### What is needed
Please list every line in the entries below that contains the word "wheel", copying each such line in full.
* START *
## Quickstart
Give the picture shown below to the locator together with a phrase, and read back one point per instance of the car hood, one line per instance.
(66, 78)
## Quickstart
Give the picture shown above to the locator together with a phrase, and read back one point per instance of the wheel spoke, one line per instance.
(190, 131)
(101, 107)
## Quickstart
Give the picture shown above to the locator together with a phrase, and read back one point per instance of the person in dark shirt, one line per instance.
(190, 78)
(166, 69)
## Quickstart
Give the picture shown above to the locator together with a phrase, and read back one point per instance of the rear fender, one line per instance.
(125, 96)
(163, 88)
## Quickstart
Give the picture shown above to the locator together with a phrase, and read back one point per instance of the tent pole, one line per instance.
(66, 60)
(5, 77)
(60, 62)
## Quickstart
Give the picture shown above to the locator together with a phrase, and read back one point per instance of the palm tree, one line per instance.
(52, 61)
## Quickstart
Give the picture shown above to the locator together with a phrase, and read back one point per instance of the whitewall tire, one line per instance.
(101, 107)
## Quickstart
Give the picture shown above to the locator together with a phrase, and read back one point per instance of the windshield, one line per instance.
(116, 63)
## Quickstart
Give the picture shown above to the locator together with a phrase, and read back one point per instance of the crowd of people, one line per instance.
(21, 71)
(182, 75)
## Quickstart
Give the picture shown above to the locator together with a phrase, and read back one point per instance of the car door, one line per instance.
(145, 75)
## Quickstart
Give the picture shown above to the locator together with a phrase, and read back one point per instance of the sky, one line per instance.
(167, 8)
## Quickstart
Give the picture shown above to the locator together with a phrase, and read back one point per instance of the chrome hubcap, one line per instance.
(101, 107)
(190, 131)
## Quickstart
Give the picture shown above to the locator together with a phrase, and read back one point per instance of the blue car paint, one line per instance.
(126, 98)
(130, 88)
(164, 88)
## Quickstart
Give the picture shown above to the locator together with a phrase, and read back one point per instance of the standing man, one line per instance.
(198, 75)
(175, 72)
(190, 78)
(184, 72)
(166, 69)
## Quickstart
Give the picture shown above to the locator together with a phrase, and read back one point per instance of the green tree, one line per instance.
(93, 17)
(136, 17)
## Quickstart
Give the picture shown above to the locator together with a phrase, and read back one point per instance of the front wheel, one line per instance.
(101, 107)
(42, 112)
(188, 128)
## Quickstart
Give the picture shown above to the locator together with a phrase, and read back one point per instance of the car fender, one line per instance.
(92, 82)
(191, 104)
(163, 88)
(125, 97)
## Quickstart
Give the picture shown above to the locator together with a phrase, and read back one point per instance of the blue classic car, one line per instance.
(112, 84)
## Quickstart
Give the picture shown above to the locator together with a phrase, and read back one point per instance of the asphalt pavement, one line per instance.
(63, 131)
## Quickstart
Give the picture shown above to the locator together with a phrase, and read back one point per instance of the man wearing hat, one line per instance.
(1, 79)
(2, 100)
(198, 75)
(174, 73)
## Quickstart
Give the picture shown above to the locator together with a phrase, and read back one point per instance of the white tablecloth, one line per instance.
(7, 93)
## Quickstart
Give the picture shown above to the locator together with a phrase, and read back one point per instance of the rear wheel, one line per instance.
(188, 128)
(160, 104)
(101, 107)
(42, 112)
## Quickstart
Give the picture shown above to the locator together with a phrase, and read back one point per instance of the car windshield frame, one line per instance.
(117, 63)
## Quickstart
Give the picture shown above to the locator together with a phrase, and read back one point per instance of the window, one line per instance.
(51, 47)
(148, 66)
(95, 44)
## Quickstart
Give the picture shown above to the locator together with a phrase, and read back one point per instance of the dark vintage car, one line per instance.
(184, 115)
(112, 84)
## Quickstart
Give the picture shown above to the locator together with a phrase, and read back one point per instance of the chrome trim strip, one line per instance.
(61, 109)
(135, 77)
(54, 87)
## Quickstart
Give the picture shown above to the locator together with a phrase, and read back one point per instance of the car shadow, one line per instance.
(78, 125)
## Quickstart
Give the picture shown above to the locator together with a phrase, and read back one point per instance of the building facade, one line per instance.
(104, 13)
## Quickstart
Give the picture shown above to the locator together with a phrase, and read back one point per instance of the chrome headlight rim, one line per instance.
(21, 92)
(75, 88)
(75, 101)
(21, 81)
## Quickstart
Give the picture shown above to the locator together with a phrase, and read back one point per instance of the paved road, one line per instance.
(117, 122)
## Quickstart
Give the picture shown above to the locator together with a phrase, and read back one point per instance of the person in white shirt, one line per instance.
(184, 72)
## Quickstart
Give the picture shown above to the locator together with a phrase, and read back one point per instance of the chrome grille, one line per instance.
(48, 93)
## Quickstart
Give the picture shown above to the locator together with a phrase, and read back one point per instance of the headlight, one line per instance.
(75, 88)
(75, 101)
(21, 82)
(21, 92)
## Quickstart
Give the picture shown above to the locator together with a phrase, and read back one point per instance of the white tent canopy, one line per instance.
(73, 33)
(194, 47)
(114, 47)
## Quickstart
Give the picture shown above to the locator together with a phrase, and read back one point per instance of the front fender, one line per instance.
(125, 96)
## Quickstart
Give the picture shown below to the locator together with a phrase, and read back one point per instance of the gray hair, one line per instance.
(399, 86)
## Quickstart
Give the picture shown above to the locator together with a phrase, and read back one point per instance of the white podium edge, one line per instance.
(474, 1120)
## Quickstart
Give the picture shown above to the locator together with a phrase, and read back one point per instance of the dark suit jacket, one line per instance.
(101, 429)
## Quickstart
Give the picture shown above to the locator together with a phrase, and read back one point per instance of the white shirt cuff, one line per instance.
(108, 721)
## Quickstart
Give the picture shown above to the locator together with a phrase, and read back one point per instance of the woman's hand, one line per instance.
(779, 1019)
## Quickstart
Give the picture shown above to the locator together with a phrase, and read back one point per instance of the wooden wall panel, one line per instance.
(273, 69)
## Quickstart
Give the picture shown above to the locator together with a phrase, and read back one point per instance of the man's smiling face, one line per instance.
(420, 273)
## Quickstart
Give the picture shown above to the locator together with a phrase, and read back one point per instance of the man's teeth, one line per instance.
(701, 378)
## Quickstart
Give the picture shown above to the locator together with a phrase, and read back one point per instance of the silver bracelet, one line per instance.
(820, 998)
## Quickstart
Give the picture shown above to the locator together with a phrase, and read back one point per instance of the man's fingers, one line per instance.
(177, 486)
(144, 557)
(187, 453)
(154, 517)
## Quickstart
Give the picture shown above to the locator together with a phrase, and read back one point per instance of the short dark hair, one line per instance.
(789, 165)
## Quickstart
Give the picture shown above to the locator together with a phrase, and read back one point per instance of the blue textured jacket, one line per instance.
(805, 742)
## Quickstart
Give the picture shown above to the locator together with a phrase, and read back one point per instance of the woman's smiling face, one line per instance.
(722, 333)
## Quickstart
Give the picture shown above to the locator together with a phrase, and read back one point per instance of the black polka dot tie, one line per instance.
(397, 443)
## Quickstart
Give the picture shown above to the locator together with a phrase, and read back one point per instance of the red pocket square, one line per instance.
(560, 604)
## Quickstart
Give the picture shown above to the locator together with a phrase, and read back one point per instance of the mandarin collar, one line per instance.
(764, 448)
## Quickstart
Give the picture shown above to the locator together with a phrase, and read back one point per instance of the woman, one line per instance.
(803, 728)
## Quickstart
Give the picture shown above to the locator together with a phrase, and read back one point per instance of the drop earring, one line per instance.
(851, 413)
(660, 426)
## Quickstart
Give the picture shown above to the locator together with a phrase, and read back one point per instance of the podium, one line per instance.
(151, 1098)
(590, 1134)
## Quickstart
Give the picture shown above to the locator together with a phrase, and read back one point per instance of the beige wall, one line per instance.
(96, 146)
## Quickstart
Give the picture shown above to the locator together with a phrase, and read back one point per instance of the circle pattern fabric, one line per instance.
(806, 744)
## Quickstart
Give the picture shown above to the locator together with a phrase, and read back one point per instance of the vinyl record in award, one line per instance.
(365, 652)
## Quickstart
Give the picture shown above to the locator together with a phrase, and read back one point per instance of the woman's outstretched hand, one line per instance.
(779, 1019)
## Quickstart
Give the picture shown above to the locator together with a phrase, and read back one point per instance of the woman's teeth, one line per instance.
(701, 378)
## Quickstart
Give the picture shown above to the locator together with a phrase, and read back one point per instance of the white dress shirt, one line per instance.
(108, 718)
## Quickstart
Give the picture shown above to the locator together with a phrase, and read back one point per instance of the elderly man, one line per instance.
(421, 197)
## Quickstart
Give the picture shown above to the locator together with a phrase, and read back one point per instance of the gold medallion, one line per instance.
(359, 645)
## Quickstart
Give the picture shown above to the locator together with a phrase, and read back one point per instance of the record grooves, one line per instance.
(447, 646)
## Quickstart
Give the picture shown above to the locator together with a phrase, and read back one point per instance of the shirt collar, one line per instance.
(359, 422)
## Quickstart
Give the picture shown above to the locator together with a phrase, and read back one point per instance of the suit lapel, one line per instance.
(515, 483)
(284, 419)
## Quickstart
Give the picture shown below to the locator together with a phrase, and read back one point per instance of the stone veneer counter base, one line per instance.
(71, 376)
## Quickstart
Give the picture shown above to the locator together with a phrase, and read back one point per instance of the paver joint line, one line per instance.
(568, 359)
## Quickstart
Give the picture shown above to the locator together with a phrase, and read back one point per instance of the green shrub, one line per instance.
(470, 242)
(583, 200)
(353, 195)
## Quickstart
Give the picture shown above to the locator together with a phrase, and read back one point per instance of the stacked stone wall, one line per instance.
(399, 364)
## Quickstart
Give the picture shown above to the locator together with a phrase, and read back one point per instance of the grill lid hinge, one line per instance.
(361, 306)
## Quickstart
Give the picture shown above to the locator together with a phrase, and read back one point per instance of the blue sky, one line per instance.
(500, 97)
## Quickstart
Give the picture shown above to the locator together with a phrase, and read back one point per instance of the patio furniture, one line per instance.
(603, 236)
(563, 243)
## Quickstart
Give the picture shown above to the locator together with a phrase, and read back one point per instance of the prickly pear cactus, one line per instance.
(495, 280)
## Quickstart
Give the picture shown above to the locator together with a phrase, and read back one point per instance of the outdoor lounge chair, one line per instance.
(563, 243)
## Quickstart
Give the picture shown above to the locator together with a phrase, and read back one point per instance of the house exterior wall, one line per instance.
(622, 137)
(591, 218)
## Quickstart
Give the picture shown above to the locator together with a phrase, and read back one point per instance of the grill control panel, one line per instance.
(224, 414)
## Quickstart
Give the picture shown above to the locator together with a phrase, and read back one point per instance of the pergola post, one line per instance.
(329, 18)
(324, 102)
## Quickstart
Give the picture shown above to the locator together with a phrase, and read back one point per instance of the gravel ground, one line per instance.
* END *
### Exercise response
Give the picture shown above to the locator together with a phrase, and read back one point per instance of the wheel spoke, one line per instance.
Give the picture shown above to the locator together with a phrase, and read back one point per instance of the front wheel, one line per instance.
Give the picture shown above to the locator together with a phrase, and read back one point per instance of the rear wheel, one line per instance.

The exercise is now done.